SUPPLIED DATA -
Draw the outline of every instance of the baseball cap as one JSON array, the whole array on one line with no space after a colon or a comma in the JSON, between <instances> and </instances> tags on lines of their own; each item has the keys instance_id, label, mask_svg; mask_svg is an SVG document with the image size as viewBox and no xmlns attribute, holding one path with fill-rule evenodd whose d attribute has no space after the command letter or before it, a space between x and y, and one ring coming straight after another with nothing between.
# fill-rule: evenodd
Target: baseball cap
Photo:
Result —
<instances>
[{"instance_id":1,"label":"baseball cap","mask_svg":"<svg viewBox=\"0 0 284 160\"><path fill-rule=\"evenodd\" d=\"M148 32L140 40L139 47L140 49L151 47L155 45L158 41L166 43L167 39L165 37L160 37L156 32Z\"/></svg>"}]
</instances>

EXERCISE - Give every record again, exactly as it appears.

SOLUTION -
Draw the outline of every instance of the baseball cap as one JSON array, the whole array on one line with no space after a colon or a comma in the JSON, between <instances> and </instances> tags on lines of their own; each item has the keys instance_id, label, mask_svg; mask_svg is an SVG document with the image size as viewBox and no xmlns attribute, holding one path with fill-rule evenodd whose d attribute has no space after the command letter or before it, a space between x and y, and one ring coming straight after another with nothing between.
# fill-rule: evenodd
Target: baseball cap
Photo:
Result —
<instances>
[{"instance_id":1,"label":"baseball cap","mask_svg":"<svg viewBox=\"0 0 284 160\"><path fill-rule=\"evenodd\" d=\"M148 32L140 40L139 47L140 49L151 47L155 45L158 41L166 43L167 39L165 37L160 37L156 32Z\"/></svg>"}]
</instances>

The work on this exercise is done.